• _What is needed_
Reproduce the rows below verbatim, from the line containing "Can you see the dirt" through the final line of the rows, both included, and leave the pictures out.

## Start Information shown

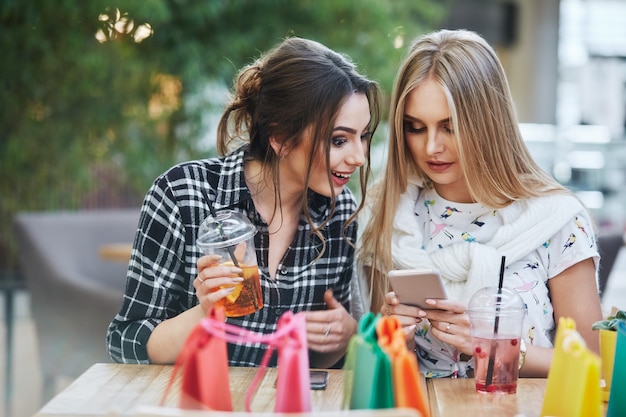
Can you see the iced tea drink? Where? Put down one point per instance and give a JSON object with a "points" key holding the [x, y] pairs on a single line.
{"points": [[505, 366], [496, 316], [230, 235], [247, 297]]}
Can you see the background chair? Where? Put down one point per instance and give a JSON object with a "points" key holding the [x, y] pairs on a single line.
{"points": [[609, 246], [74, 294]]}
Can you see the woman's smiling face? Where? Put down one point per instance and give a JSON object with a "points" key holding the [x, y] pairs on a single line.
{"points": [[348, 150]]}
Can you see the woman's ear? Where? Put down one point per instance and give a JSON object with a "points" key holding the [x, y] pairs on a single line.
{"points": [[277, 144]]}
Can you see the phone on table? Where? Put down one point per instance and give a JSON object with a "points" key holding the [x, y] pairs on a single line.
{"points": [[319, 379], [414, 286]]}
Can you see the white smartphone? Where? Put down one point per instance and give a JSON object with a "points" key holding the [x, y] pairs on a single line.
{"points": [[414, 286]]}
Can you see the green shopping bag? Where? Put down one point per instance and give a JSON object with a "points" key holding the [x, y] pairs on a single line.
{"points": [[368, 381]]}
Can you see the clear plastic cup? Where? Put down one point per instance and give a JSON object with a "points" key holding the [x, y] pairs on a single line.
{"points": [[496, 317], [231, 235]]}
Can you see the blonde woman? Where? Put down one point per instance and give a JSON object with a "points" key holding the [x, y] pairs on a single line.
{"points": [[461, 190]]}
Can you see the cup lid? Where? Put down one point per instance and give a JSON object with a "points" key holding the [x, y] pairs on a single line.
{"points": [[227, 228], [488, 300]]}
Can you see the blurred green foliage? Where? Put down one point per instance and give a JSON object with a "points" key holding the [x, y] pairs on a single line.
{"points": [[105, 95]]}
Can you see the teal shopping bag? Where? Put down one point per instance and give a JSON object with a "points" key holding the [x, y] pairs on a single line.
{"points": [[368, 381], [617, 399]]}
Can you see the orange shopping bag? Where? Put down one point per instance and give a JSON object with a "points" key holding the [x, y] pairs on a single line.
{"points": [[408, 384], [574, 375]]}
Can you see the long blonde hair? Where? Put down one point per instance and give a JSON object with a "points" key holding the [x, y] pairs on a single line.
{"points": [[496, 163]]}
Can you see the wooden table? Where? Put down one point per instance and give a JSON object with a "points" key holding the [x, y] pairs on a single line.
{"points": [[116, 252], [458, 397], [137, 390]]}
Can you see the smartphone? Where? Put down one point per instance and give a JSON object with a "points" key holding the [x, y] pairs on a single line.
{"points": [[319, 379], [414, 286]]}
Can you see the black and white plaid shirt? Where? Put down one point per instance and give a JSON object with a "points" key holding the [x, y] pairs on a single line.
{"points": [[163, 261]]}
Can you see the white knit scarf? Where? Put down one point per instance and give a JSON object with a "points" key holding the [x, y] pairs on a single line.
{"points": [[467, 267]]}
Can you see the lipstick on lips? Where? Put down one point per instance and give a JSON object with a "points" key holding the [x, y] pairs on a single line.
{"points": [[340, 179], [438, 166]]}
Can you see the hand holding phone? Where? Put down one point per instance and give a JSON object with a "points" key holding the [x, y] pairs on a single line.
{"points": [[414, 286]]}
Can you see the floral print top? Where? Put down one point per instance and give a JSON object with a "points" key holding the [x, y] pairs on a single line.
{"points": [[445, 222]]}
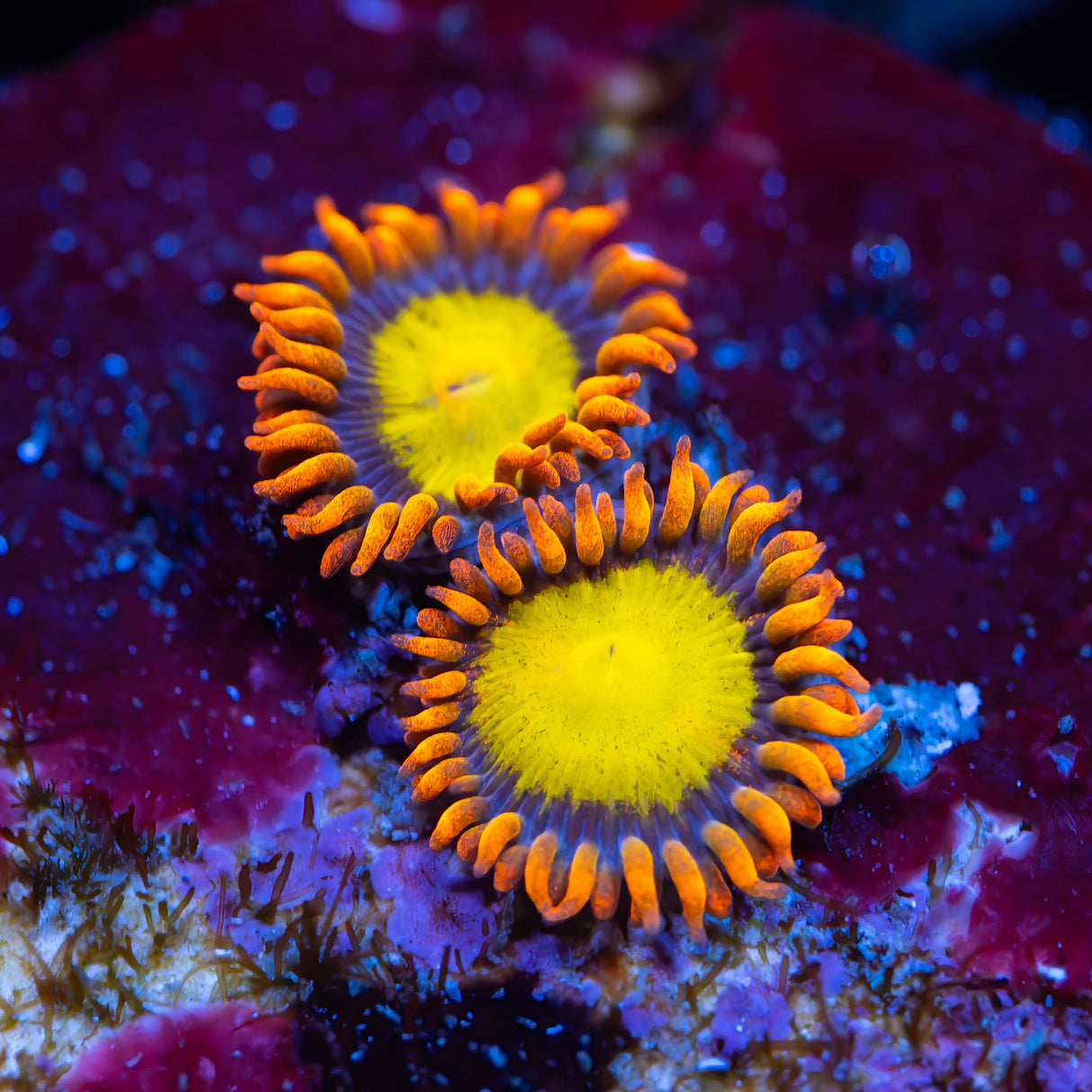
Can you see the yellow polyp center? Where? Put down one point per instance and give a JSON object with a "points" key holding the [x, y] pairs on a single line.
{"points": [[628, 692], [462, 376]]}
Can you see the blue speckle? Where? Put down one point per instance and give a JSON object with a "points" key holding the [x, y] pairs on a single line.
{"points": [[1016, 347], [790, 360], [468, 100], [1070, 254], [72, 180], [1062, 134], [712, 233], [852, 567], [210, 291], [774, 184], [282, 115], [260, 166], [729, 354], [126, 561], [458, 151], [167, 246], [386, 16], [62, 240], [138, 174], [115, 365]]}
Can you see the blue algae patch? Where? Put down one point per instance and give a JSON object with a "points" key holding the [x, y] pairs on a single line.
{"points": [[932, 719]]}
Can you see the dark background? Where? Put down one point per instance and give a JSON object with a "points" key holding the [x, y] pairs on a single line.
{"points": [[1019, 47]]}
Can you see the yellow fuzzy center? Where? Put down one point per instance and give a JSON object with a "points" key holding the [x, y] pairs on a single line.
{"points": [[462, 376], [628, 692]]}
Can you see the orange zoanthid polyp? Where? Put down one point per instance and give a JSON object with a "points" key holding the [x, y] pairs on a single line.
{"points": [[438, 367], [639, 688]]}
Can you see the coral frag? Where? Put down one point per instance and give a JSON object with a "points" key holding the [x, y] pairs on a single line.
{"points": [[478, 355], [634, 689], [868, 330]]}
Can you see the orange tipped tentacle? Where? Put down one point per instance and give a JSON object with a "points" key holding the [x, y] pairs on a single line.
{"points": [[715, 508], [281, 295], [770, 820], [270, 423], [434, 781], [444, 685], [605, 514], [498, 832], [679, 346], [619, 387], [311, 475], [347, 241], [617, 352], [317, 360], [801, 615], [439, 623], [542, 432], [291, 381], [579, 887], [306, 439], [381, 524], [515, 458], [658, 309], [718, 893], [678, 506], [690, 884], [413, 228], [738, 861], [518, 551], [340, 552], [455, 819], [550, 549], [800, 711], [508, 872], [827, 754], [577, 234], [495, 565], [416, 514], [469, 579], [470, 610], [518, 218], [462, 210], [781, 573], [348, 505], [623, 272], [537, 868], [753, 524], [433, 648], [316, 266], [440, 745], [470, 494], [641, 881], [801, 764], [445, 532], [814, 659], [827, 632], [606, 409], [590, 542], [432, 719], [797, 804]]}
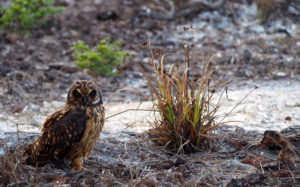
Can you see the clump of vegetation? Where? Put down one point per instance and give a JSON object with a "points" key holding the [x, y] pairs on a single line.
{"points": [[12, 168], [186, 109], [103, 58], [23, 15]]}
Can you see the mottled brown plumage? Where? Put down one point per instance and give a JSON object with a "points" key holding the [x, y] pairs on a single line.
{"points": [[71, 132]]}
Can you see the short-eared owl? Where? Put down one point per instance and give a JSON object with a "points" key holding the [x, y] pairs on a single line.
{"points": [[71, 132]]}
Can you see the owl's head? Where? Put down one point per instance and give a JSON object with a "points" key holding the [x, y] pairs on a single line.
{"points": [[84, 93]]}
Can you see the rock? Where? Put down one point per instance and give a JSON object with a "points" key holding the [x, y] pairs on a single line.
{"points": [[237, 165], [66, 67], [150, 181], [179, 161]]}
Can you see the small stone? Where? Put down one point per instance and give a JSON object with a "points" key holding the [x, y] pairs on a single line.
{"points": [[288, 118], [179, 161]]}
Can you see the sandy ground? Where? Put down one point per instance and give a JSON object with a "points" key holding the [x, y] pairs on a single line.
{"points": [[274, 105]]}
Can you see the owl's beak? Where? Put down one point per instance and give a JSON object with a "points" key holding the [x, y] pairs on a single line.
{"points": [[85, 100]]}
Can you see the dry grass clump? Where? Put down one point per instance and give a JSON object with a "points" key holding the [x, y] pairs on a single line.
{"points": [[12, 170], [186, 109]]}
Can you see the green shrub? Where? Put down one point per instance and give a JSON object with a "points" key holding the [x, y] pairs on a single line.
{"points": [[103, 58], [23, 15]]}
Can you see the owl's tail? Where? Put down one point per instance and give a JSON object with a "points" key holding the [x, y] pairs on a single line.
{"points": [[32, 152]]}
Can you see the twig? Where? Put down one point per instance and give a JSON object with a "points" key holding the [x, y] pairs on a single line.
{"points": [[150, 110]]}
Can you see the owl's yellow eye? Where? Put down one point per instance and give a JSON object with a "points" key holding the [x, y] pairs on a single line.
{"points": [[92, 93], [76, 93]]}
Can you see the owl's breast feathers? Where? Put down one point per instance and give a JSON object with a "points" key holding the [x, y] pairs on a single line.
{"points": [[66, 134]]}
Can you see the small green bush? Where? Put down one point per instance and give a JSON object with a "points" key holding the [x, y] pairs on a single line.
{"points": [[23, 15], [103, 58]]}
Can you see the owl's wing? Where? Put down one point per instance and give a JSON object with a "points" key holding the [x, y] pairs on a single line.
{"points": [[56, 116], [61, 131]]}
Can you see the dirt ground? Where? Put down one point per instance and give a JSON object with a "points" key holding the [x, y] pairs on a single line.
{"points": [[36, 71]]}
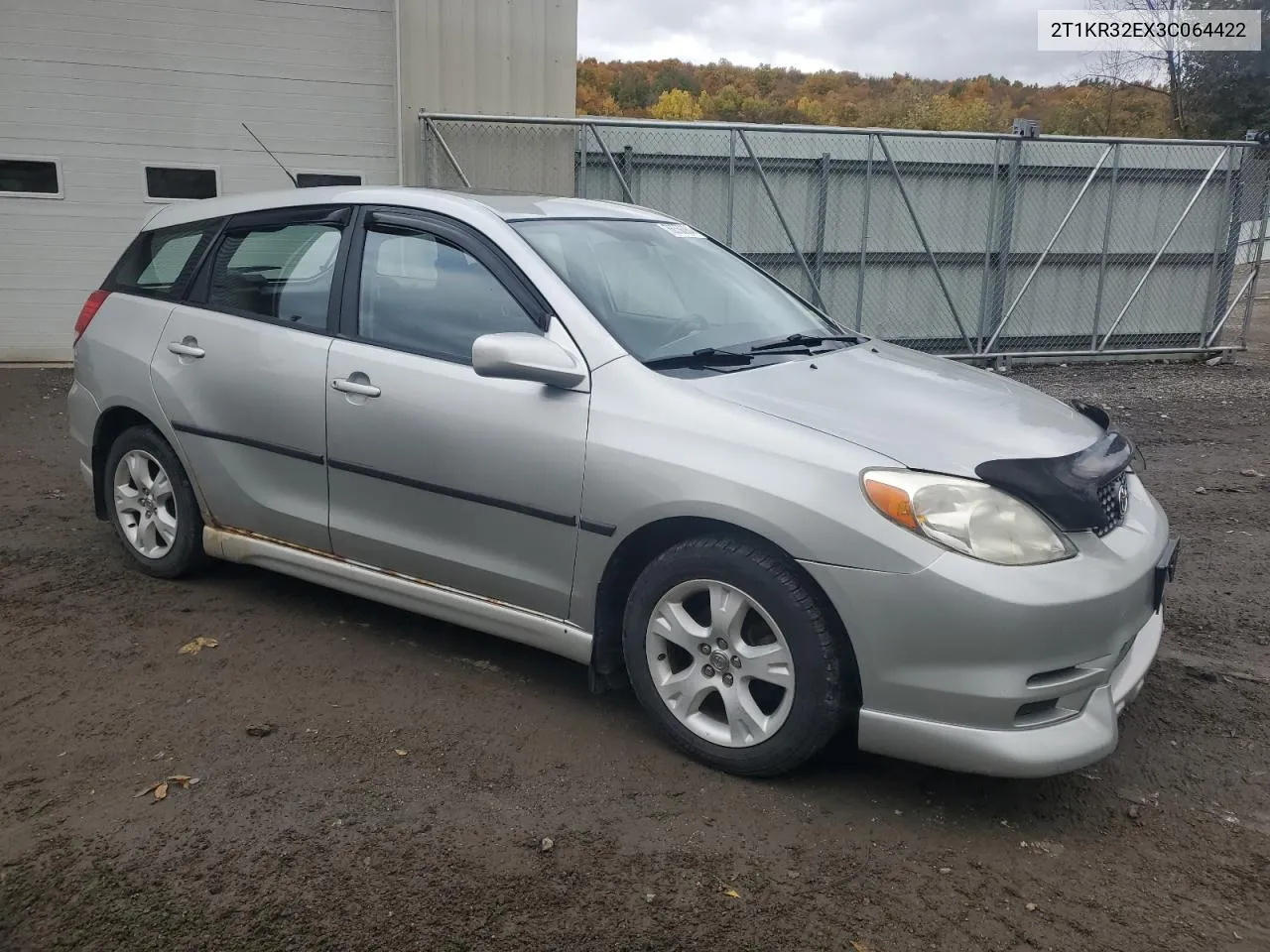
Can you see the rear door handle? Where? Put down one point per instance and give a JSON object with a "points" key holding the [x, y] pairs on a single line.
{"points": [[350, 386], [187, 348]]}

## End Information shown

• _Task output_
Can you see the dirt ground? Where? Put down one point per instance and give a JSON object with a "points" key holding the [x, y] pairs on a single line.
{"points": [[36, 71]]}
Can you see the rear door handle? Where? Put down one point per instance and give a JSON object with a "points" key holding the [x, y] pairs on a single line.
{"points": [[350, 386], [187, 348]]}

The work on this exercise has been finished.